**EXERCICE PROPOSÉ:** Réécrivez, s'il vous plaît, toutes les lignes des enregistrements ci-dessous sous forme de liste JSON de chaînes, avec une chaîne par ligne et sans les lignes vides.

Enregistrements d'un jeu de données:
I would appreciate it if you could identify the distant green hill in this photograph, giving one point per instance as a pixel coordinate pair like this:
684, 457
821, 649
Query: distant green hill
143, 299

**SOLUTION RÉDIGÉE:**
[
  "I would appreciate it if you could identify the distant green hill in this photograph, giving one point per instance as a pixel coordinate pair like this:",
  "684, 457",
  "821, 649",
  "Query: distant green hill",
  "143, 299"
]